Dataset excerpts Block Start
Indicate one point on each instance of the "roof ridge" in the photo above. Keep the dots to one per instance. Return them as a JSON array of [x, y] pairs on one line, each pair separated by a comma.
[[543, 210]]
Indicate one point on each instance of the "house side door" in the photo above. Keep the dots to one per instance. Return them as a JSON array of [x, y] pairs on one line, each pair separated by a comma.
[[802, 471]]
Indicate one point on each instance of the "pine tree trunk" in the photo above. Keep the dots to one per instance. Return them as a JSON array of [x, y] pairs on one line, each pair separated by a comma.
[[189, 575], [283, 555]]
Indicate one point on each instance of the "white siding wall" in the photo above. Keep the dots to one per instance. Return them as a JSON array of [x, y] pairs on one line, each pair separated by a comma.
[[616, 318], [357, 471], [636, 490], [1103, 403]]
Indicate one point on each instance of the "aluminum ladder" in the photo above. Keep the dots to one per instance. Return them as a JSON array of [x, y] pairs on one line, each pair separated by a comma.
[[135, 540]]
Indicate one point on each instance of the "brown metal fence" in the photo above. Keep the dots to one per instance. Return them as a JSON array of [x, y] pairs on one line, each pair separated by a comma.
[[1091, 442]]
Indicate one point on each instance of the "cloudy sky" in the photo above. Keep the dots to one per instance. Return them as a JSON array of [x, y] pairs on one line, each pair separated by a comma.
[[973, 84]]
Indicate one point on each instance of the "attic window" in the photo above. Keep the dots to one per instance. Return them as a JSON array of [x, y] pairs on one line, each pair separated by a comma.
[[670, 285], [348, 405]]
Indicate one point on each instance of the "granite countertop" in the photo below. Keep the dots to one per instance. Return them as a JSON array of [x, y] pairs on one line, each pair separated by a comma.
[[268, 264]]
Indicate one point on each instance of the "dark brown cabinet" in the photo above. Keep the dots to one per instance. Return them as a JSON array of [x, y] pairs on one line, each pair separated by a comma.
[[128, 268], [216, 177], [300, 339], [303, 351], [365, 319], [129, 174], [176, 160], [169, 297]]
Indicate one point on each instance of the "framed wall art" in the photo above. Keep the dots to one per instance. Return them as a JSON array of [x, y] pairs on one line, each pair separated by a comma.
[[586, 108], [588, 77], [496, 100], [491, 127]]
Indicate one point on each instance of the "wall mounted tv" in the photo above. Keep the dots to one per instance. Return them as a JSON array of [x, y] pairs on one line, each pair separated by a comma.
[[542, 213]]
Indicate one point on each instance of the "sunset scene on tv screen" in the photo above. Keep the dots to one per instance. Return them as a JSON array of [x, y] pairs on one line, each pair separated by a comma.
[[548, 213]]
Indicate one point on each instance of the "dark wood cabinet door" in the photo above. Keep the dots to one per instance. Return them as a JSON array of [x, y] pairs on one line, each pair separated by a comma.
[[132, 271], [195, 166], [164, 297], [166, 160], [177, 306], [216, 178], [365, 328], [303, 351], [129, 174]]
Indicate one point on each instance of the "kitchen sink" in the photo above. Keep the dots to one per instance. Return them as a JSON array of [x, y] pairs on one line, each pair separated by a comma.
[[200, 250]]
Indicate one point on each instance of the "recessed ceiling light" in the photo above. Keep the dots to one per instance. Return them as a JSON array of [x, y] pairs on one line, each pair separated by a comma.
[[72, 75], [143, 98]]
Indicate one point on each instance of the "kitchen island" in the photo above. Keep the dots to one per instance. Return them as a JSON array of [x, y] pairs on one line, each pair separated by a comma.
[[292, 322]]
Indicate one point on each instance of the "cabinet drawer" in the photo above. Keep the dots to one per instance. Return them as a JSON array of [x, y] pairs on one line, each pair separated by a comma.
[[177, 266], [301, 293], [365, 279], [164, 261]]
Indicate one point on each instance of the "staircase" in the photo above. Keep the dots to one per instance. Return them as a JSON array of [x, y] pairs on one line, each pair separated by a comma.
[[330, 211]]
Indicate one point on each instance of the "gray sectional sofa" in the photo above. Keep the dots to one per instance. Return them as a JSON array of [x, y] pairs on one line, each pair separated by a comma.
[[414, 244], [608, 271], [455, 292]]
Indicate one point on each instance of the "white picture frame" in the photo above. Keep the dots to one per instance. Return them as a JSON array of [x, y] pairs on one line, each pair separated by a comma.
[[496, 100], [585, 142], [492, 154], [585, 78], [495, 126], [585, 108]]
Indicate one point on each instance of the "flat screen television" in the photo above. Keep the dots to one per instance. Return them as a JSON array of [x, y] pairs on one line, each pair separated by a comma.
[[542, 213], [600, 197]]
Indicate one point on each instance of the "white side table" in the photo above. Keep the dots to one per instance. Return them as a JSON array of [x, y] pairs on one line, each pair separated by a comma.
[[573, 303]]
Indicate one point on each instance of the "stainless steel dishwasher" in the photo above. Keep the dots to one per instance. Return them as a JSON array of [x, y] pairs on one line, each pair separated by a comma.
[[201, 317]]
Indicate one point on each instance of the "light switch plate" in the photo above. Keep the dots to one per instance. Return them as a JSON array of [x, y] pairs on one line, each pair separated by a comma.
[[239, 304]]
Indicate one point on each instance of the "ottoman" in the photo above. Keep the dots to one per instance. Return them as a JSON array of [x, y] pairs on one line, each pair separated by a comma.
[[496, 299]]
Dataset excerpts Block End
Work request
Every entry above, from first to last, should be repeated exactly.

Task solution
Indicate one point on each instance of the "roof ridge" in the photo above. Keep the dots to one per instance. Return them as a JSON array of [x, y] pairs on one line, each pair separated by a comma.
[[543, 210]]
Indicate one point on each instance of the "house side door" in the photo above. Keep the dots to one per instance. Return them as a JSON array of [x, y] pairs on one line, each pair separated by a comma.
[[802, 471]]
Indicate one point on each instance of the "pine tree trunk" in the photo above. Keep the dots to one per instance. Return them as a JSON array of [x, y] pairs on one line, each pair separated by a comma.
[[189, 575], [283, 555]]
Indicate one point on each instance of the "white siding wall" in the photo above. Keep the dots to one per instance. Return them as a JSON array of [x, y] pairs on one line, each pair separated by a comma.
[[616, 318], [357, 471], [636, 490], [1103, 403]]
Indicate one point on each instance of the "aluminum ladder" in the photo above. Keep the dots to one per instance. Return them as a JSON array of [x, y] pairs on one line, each pair separated by a comma.
[[135, 540]]
Indicate one point on each instance of the "brown metal fence" in the photo above. Keep the dots to one per instance. Return them as a JSON array of [x, y] pairs on one line, each pair separated by a comma.
[[1091, 442]]
Indicate one point on each instance of the "cloudy sky" in the photo above. Keep the dots to one per instance. Return them as a JSON array of [x, y] pairs on one line, each pair separated by a comma.
[[973, 84]]
Indicate one point on each instance of the "attic window" in the photo above. Keep the dots to one per instance. Return them as a JSON array of [x, y] pairs on one line, each pair separated by a comma.
[[670, 285], [348, 405]]
Indicate one point on each instance of the "granite countertop" in the photo below. Keep the dots to one per instance. Return them as a JSON array of [x, y] pairs on one line, each pair separated by a comma.
[[268, 264]]
Indicate one point on each instance of the "dark brown cabinet" in the photo above. Keep the dots to one per instance. Return them as a JSON array of [x, y] pairs on one line, each pair separated by a comma.
[[128, 268], [216, 177], [300, 339], [303, 351], [365, 319], [129, 174], [176, 160], [169, 297]]
Indicate one point on each instance of the "framed wall art" in the photo above. Keep the dots to one per instance. Return them as a JSON array of [x, y] pairs on one line, each pair separated by a comma.
[[586, 108], [588, 77], [496, 100], [491, 127]]
Indicate one point on each instance of the "wall mounted tv" in the photo above. Keep the dots to one per instance. Return them as a JSON array of [x, y] pairs on one line, each pair separated by a comma.
[[542, 213]]
Indicate one point on each instance of the "sunset scene on tv screen" in the photo above. Keep the dots to one per instance. Return them as a JSON array of [x, y] pairs on one line, each pair separated by a comma.
[[548, 213]]
Indicate one point on each instance of the "dark wood cabinet door" in the photo above. Keep the dots to one per instance. Return them as a JSON array of [x, y] pairs on one line, each pair separated by a comma.
[[132, 271], [195, 166], [164, 297], [166, 160], [177, 306], [216, 178], [365, 328], [303, 351], [129, 174]]
Indicate one point on each instance of the "kitchen sink" in the photo above. Keep the dots to one per instance. Return them as a JSON array of [x, y] pairs on one line, each pair separated by a comma.
[[200, 250]]
Indicate one point on each instance of the "recessed ceiling light" in the photo above. Keep the dots to one per instance. Return them as a JSON array of [x, y] pairs on one line, each pair separated by a comma.
[[72, 75], [143, 98]]
Indicate one point on each instance of the "kitchen island" in the photo above. Keep the dots to one per instance. Return them as a JSON array of [x, y] pairs on one line, each pair separated by a comma.
[[292, 322]]
Indicate one point on each instance of the "cabinet drawer" in the photo above. Keep the dots to one per instance. Return them as a JSON array of [x, y] pairs on one line, each pair separated by a comma.
[[177, 266], [301, 293], [365, 279], [164, 261]]
Indicate one point on each instance of the "staircase" in the photo above. Keep the dots to one per instance. Return them as a JSON array of [x, y] pairs on one line, each pair separated by a comma.
[[330, 211]]
Indicate one point on each instance of the "gray sectional sofa" in the photo above. Keep the dots to one per instance. Return them as a JSON array of [x, y] pairs on one line, each pair separated by a comma.
[[414, 244], [608, 271], [455, 292]]
Indicate one point on each instance of the "white picture frame" in the photo above. Keep the dots to one per instance. Return them as a JSON array of [x, y] pairs on one line, each pair separated by a comma.
[[496, 100], [585, 142], [492, 154], [585, 78], [495, 126], [585, 108]]
Indicate one point on each instance of the "flat screen television" in the photo above. Keep the dots to one per instance. Return them as a JSON array of [x, y] pairs on one line, each pair separated by a comma.
[[542, 213], [600, 197]]
Indicate one point on each instance of the "white side table" in the photo above. Keep the dots to one per instance. Return them as a JSON array of [x, y] pairs on one line, each pair separated by a comma.
[[573, 303]]
Indicate one point on each instance of the "stainless steel dishwasher" in the photo above. Keep the dots to one per instance. Return them as a JSON array of [x, y] pairs on one line, each pair separated by a comma.
[[201, 317]]
Indicate one point on each instance of the "light switch plate" in the photo above. Keep the dots to one per instance. Return them as a JSON array of [x, y] pairs on one line, each pair separated by a comma.
[[239, 304]]
Indicate one point on each instance of the "ottoman" in the photo above. Keep the dots to one per instance. Return them as a JSON array of [x, y] pairs on one line, each pair separated by a comma.
[[496, 299]]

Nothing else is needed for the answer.